RECORDS FOR THIS EXERCISE -
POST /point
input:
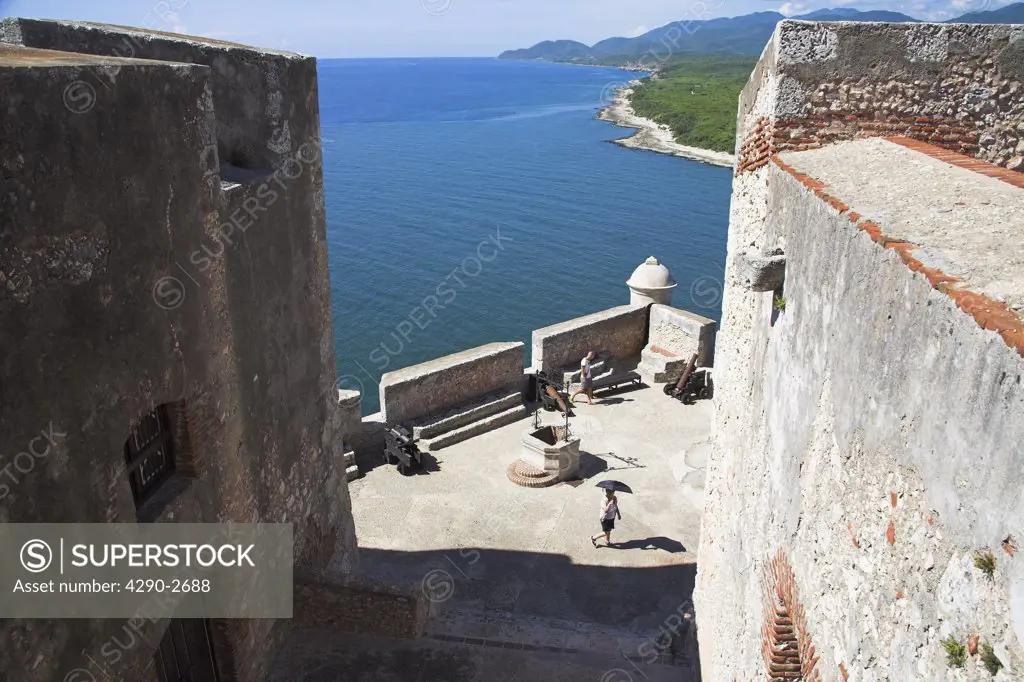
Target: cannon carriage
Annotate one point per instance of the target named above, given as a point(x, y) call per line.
point(400, 449)
point(695, 383)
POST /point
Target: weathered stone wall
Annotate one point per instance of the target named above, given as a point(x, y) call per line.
point(621, 331)
point(878, 493)
point(682, 333)
point(131, 279)
point(867, 439)
point(438, 385)
point(958, 86)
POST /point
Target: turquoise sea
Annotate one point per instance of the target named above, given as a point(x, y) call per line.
point(472, 201)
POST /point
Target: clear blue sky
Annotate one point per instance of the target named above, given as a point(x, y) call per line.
point(433, 28)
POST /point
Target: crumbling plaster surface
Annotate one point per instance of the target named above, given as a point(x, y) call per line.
point(682, 333)
point(927, 202)
point(820, 417)
point(870, 383)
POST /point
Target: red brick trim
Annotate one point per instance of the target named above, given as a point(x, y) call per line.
point(962, 161)
point(785, 642)
point(988, 312)
point(771, 135)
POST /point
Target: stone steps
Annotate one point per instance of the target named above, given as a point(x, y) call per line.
point(451, 421)
point(483, 425)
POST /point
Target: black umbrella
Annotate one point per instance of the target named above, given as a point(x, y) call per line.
point(615, 485)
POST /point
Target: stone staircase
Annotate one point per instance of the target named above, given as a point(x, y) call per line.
point(659, 367)
point(493, 412)
point(351, 468)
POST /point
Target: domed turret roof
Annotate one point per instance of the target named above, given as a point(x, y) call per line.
point(651, 274)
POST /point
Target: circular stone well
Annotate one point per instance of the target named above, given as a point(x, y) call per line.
point(546, 458)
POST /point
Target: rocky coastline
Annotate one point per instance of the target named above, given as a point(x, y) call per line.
point(653, 136)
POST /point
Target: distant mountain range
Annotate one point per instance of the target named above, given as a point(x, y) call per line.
point(737, 35)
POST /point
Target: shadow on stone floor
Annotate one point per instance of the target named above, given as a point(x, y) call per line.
point(658, 543)
point(636, 599)
point(511, 616)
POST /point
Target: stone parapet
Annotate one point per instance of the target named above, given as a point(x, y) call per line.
point(621, 331)
point(437, 386)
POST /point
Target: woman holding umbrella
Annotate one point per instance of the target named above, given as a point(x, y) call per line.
point(609, 509)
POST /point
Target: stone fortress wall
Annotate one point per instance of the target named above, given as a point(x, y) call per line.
point(163, 243)
point(869, 435)
point(435, 386)
point(956, 86)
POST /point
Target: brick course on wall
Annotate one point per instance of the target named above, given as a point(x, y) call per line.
point(785, 644)
point(969, 101)
point(988, 312)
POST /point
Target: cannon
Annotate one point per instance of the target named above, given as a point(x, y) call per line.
point(549, 394)
point(400, 449)
point(692, 384)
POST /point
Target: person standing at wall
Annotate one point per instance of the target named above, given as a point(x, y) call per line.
point(586, 379)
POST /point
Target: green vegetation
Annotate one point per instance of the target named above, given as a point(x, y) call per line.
point(955, 652)
point(696, 97)
point(989, 659)
point(985, 562)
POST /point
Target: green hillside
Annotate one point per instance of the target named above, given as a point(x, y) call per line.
point(696, 97)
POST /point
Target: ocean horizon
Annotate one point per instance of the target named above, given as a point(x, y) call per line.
point(475, 200)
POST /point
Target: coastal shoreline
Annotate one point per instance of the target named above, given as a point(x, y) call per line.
point(652, 136)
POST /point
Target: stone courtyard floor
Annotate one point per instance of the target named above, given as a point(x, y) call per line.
point(510, 572)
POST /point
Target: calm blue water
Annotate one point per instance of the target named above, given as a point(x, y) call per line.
point(472, 201)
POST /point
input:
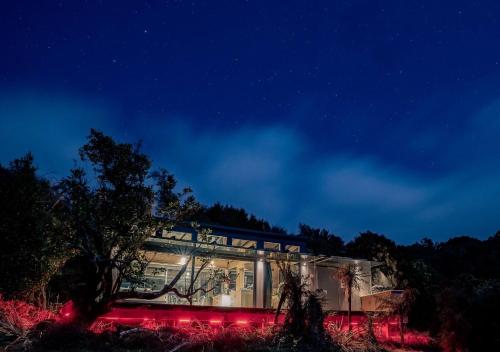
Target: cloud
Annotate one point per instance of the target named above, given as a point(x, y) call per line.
point(274, 171)
point(51, 126)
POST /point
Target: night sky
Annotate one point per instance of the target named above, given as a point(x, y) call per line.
point(349, 115)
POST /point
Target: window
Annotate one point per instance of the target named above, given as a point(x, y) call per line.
point(248, 282)
point(244, 243)
point(233, 275)
point(213, 239)
point(176, 235)
point(271, 246)
point(292, 248)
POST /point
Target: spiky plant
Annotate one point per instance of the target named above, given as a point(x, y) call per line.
point(350, 278)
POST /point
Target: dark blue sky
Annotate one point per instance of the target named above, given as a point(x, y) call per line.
point(349, 115)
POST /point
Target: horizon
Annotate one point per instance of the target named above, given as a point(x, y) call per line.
point(341, 115)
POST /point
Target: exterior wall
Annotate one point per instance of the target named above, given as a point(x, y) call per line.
point(251, 253)
point(335, 298)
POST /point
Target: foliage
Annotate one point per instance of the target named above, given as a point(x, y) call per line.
point(30, 232)
point(110, 217)
point(303, 328)
point(18, 321)
point(468, 311)
point(227, 215)
point(350, 278)
point(321, 241)
point(376, 247)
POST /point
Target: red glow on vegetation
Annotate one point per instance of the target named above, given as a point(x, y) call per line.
point(21, 315)
point(195, 320)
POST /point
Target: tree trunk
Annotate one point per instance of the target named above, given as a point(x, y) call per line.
point(401, 330)
point(349, 294)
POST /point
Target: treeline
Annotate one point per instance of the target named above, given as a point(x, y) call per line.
point(60, 240)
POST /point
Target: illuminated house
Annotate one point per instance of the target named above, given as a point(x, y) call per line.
point(249, 259)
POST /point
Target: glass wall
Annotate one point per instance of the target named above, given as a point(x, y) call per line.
point(236, 290)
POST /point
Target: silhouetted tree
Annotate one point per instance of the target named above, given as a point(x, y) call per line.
point(350, 278)
point(321, 241)
point(111, 216)
point(31, 246)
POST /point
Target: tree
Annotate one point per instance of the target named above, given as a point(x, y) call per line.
point(321, 241)
point(400, 306)
point(350, 277)
point(110, 217)
point(376, 247)
point(30, 232)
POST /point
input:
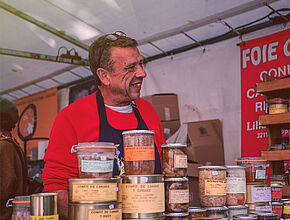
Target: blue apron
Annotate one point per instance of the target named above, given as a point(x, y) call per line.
point(109, 134)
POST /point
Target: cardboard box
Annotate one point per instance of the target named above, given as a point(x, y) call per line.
point(205, 142)
point(165, 104)
point(170, 127)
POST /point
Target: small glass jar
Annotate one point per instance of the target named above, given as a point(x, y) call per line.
point(212, 186)
point(176, 216)
point(217, 212)
point(277, 105)
point(236, 185)
point(255, 169)
point(196, 212)
point(139, 152)
point(277, 207)
point(176, 194)
point(286, 209)
point(246, 216)
point(276, 192)
point(21, 207)
point(236, 210)
point(174, 160)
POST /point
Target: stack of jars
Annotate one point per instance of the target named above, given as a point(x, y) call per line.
point(174, 168)
point(258, 196)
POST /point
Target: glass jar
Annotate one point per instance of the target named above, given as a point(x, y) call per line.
point(174, 160)
point(286, 209)
point(236, 210)
point(176, 194)
point(242, 217)
point(21, 207)
point(217, 212)
point(212, 186)
point(196, 212)
point(276, 192)
point(176, 216)
point(236, 185)
point(255, 169)
point(139, 152)
point(277, 207)
point(277, 105)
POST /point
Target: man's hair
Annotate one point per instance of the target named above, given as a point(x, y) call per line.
point(106, 61)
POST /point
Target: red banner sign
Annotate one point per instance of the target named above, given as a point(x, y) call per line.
point(264, 56)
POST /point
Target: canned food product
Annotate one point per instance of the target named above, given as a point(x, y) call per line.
point(139, 152)
point(174, 160)
point(277, 105)
point(217, 212)
point(176, 194)
point(212, 185)
point(95, 159)
point(276, 192)
point(176, 216)
point(196, 212)
point(237, 209)
point(236, 185)
point(255, 169)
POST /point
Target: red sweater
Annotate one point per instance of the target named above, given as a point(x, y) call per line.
point(79, 122)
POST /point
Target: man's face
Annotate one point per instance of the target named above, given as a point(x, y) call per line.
point(127, 75)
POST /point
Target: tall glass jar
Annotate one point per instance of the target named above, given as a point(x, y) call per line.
point(21, 207)
point(212, 186)
point(255, 169)
point(236, 185)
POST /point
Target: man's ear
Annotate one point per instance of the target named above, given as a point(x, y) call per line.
point(103, 76)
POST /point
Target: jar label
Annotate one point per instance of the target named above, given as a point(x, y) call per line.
point(261, 194)
point(180, 161)
point(98, 192)
point(97, 166)
point(139, 153)
point(108, 214)
point(236, 185)
point(179, 196)
point(48, 217)
point(215, 187)
point(143, 198)
point(260, 174)
point(286, 209)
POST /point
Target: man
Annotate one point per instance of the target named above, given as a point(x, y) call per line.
point(13, 169)
point(102, 117)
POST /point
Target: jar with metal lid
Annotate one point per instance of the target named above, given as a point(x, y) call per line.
point(139, 152)
point(196, 212)
point(276, 192)
point(236, 185)
point(217, 212)
point(21, 207)
point(176, 194)
point(277, 105)
point(277, 207)
point(212, 186)
point(245, 216)
point(286, 209)
point(236, 210)
point(174, 160)
point(267, 215)
point(255, 169)
point(176, 216)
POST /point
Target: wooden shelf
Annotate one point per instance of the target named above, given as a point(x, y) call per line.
point(275, 88)
point(276, 155)
point(273, 119)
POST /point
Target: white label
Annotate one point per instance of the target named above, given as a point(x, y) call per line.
point(261, 194)
point(97, 166)
point(236, 185)
point(261, 174)
point(167, 113)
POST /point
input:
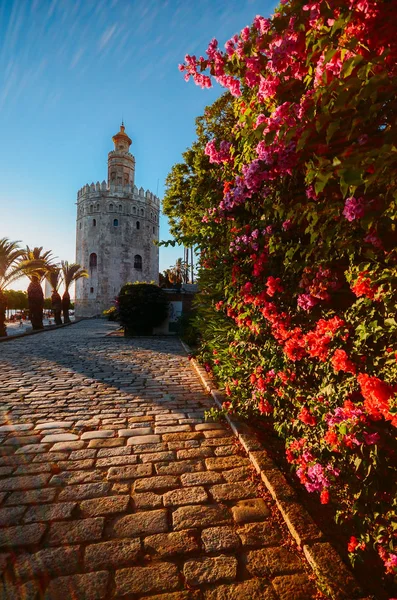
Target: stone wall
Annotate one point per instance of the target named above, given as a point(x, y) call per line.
point(117, 224)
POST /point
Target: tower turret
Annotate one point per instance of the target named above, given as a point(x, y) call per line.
point(121, 163)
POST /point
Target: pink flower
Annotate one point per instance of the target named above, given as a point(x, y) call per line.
point(307, 301)
point(354, 208)
point(371, 438)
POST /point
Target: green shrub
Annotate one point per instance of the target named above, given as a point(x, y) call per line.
point(112, 314)
point(142, 306)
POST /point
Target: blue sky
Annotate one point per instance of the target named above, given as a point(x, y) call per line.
point(69, 71)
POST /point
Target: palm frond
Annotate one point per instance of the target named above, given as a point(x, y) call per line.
point(54, 277)
point(72, 272)
point(37, 254)
point(10, 254)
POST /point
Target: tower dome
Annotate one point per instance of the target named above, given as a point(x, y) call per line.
point(121, 163)
point(121, 140)
point(117, 231)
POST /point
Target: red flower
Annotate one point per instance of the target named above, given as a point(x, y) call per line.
point(265, 407)
point(324, 497)
point(377, 394)
point(306, 417)
point(362, 287)
point(341, 362)
point(332, 439)
point(273, 285)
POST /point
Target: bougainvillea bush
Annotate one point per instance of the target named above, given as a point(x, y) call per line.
point(290, 195)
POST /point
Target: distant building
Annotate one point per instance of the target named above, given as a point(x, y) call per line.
point(117, 225)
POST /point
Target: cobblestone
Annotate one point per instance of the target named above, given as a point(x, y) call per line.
point(90, 586)
point(169, 544)
point(112, 485)
point(210, 570)
point(161, 577)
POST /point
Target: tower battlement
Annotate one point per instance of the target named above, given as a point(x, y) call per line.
point(94, 190)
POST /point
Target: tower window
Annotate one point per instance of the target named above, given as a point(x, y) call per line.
point(93, 260)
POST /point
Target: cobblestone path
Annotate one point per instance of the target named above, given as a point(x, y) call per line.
point(112, 485)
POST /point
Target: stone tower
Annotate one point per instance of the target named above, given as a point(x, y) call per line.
point(117, 225)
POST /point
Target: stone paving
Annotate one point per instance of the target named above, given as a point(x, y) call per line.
point(112, 485)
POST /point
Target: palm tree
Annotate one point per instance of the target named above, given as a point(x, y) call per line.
point(10, 270)
point(53, 278)
point(36, 276)
point(70, 273)
point(178, 273)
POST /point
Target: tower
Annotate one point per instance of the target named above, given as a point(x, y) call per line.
point(116, 230)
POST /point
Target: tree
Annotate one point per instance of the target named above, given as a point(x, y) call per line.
point(70, 273)
point(10, 270)
point(43, 261)
point(53, 278)
point(296, 224)
point(142, 306)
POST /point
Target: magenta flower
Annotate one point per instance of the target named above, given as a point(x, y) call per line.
point(354, 208)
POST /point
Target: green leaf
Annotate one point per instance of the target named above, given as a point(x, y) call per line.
point(332, 128)
point(352, 176)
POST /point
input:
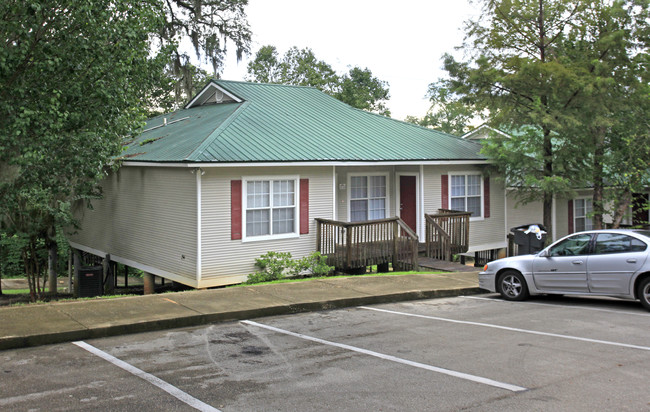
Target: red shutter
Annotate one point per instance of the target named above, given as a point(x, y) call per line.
point(486, 197)
point(304, 206)
point(445, 191)
point(235, 209)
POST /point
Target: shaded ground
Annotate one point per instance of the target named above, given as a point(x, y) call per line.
point(135, 288)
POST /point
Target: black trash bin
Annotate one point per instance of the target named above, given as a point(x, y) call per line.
point(531, 242)
point(91, 281)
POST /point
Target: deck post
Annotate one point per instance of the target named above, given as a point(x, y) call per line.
point(348, 247)
point(149, 283)
point(395, 236)
point(77, 269)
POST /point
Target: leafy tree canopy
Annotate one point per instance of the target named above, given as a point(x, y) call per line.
point(358, 88)
point(211, 27)
point(547, 65)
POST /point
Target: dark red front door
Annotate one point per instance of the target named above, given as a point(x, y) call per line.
point(408, 206)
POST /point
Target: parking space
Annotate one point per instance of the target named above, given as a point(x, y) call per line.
point(470, 353)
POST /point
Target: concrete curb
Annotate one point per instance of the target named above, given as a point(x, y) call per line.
point(14, 342)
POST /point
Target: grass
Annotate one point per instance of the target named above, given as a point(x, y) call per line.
point(305, 279)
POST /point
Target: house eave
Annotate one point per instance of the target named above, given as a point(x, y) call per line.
point(308, 163)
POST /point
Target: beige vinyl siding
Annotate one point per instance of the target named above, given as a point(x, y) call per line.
point(342, 189)
point(226, 261)
point(148, 217)
point(485, 233)
point(523, 214)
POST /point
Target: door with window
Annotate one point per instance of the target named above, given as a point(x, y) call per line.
point(615, 259)
point(565, 269)
point(407, 200)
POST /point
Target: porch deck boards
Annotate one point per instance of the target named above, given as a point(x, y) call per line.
point(442, 265)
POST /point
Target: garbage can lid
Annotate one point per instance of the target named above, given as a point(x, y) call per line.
point(527, 226)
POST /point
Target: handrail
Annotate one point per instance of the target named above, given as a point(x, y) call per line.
point(350, 245)
point(447, 233)
point(406, 228)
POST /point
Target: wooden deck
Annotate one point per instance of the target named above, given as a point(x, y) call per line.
point(427, 263)
point(352, 245)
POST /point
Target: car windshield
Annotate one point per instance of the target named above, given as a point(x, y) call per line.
point(645, 233)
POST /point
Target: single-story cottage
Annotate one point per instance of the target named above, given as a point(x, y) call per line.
point(248, 168)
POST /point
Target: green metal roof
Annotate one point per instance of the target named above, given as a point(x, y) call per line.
point(280, 123)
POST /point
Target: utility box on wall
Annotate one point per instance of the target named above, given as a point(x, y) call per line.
point(91, 281)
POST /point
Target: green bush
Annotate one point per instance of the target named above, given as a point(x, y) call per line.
point(315, 264)
point(277, 265)
point(273, 266)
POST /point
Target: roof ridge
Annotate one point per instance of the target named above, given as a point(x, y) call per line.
point(216, 132)
point(266, 84)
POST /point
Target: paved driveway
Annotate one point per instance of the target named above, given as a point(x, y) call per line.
point(466, 353)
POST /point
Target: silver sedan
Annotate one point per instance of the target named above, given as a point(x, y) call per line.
point(597, 262)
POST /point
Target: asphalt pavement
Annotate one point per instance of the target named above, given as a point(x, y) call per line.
point(42, 324)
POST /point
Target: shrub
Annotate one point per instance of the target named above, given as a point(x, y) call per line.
point(276, 265)
point(315, 264)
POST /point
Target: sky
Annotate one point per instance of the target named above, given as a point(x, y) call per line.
point(401, 42)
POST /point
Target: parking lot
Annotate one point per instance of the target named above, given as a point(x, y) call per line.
point(464, 353)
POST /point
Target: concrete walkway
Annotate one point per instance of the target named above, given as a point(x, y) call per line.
point(42, 324)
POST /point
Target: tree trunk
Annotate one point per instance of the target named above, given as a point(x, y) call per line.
point(598, 179)
point(548, 215)
point(548, 173)
point(622, 206)
point(52, 264)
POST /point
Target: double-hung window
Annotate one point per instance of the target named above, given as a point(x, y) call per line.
point(582, 209)
point(271, 208)
point(465, 193)
point(367, 197)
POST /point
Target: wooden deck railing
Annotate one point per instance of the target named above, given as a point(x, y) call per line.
point(351, 245)
point(447, 234)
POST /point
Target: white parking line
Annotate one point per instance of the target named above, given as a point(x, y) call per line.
point(449, 372)
point(532, 332)
point(170, 389)
point(558, 305)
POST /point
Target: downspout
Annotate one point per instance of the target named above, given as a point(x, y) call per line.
point(554, 219)
point(333, 192)
point(421, 202)
point(199, 173)
point(505, 214)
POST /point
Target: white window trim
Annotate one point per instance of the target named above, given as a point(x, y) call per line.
point(291, 235)
point(349, 190)
point(417, 198)
point(482, 185)
point(575, 215)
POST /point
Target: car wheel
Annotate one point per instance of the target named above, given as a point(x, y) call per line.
point(644, 292)
point(512, 286)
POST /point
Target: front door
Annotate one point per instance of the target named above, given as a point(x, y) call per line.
point(407, 199)
point(639, 211)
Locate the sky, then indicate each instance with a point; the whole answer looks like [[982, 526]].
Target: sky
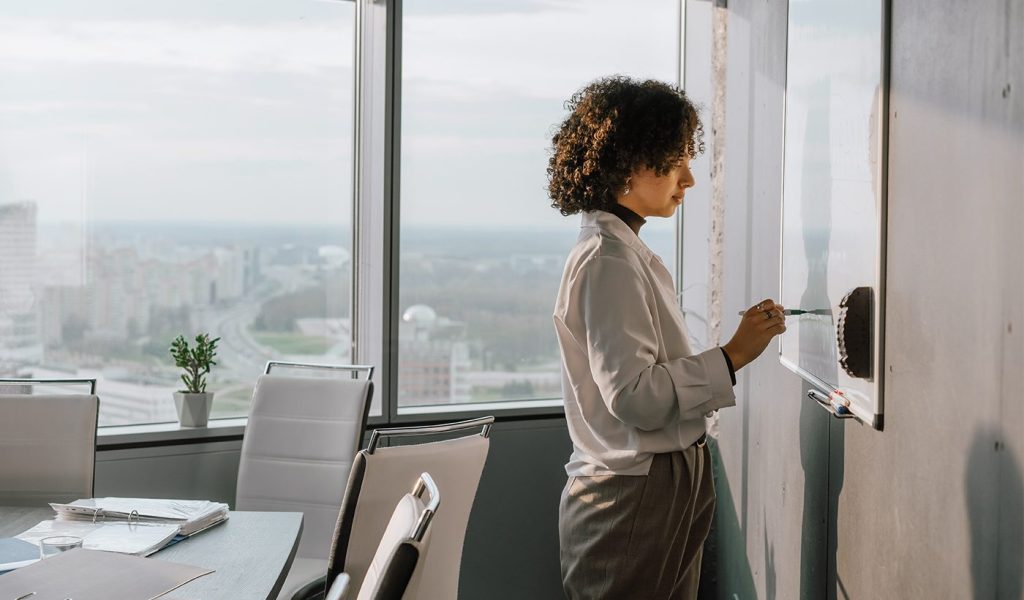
[[240, 111]]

ACTIVITY -
Up to and including the line with "Target: weathered stone wall", copy the data above from its first line. Skip pictures.

EXERCISE SOLUTION -
POST /point
input:
Target: cannon carriage
Annotate one point per instance of the target named above, given as a point(x, y) call per line.
point(400, 449)
point(695, 383)
POST /point
Target: weathered stone wall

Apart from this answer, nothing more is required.